**The records:**
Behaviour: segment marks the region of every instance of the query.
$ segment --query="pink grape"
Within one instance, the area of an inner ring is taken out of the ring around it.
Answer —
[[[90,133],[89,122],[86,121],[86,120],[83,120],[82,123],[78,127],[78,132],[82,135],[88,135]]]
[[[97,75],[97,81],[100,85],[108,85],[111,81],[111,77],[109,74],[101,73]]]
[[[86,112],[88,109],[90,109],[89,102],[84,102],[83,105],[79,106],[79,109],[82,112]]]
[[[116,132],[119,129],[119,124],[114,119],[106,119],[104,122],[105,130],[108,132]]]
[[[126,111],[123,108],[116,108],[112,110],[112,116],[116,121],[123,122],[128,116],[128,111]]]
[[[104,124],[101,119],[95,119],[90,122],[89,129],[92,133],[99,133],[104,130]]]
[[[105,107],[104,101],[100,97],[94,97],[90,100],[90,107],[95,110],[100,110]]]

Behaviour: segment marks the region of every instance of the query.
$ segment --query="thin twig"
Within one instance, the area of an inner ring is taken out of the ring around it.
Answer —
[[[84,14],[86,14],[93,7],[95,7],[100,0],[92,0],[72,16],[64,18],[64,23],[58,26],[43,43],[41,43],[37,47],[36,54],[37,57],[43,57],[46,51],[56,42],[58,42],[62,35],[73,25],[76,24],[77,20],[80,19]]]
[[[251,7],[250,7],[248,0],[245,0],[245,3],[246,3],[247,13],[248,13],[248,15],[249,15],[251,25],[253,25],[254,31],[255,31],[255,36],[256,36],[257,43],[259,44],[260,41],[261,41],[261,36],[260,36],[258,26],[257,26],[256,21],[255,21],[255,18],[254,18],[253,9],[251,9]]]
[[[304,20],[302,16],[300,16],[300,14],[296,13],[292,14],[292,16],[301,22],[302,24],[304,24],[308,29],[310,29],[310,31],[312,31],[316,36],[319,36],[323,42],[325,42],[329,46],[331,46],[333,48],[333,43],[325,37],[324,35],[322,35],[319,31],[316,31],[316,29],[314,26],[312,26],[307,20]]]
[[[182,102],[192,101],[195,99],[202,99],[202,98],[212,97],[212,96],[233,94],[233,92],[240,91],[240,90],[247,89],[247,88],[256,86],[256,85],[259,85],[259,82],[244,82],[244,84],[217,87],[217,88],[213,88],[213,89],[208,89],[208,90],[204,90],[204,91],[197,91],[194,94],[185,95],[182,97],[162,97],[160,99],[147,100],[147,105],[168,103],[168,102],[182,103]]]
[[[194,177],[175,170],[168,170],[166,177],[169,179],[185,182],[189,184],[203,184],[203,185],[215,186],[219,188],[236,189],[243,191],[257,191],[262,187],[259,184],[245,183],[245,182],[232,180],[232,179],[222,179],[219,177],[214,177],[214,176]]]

**What to do:**
Transcribe every entry exactly.

**Solution to the problem:**
Behaviour: segment marks the region of every instance of the query.
$ segment --query="pink grape"
Within one instance, the area of an inner ring is taken out of the ring around it.
Answer —
[[[90,133],[89,122],[86,121],[86,120],[83,120],[82,123],[78,127],[78,132],[82,135],[88,135]]]
[[[97,75],[97,81],[100,85],[108,85],[111,81],[111,77],[109,74],[101,73]]]
[[[86,112],[88,109],[90,109],[89,102],[84,102],[83,105],[79,106],[79,109],[82,112]]]
[[[116,132],[119,129],[119,124],[114,119],[106,119],[104,122],[105,130],[108,132]]]
[[[126,111],[123,108],[116,108],[112,110],[112,116],[116,121],[123,122],[128,116],[128,111]]]
[[[104,124],[101,119],[95,119],[90,122],[89,129],[92,133],[99,133],[104,130]]]
[[[105,107],[104,101],[100,97],[94,97],[90,100],[90,107],[95,110],[100,110]]]

Behaviour: segment marks the region of every instance of the query.
$ segment --query="thin twig"
Within one instance, the area of an inner ring is taken out of the ring around it.
Answer —
[[[84,14],[86,14],[93,7],[95,7],[100,0],[92,0],[72,16],[64,18],[64,23],[58,26],[43,43],[41,43],[37,47],[36,54],[37,57],[43,57],[46,51],[56,42],[58,42],[62,35],[73,25],[76,24],[77,20],[80,19]]]
[[[251,7],[250,7],[248,0],[245,0],[245,3],[246,3],[247,13],[248,13],[248,15],[249,15],[251,25],[253,25],[254,31],[255,31],[255,36],[256,36],[257,43],[259,44],[260,41],[261,41],[261,36],[260,36],[258,26],[257,26],[256,21],[255,21],[255,18],[254,18],[253,9],[251,9]]]
[[[304,20],[302,16],[300,16],[300,14],[296,13],[292,14],[292,16],[301,22],[302,24],[304,24],[308,29],[310,29],[310,31],[312,31],[316,36],[319,36],[323,42],[325,42],[329,46],[331,46],[333,48],[333,43],[325,37],[324,35],[322,35],[319,31],[316,31],[316,29],[314,26],[312,26],[307,20]]]
[[[182,102],[192,101],[195,99],[202,99],[202,98],[212,97],[212,96],[233,94],[233,92],[240,91],[240,90],[247,89],[247,88],[256,86],[256,85],[259,85],[259,82],[244,82],[244,84],[217,87],[217,88],[213,88],[213,89],[208,89],[208,90],[204,90],[204,91],[197,91],[194,94],[185,95],[182,97],[162,97],[160,99],[147,100],[147,105],[168,103],[168,102],[182,103]]]
[[[194,177],[175,170],[168,170],[166,177],[169,179],[185,182],[189,184],[203,184],[203,185],[215,186],[219,188],[236,189],[243,191],[257,191],[262,187],[259,184],[245,183],[245,182],[232,180],[232,179],[222,179],[219,177],[214,177],[214,176]]]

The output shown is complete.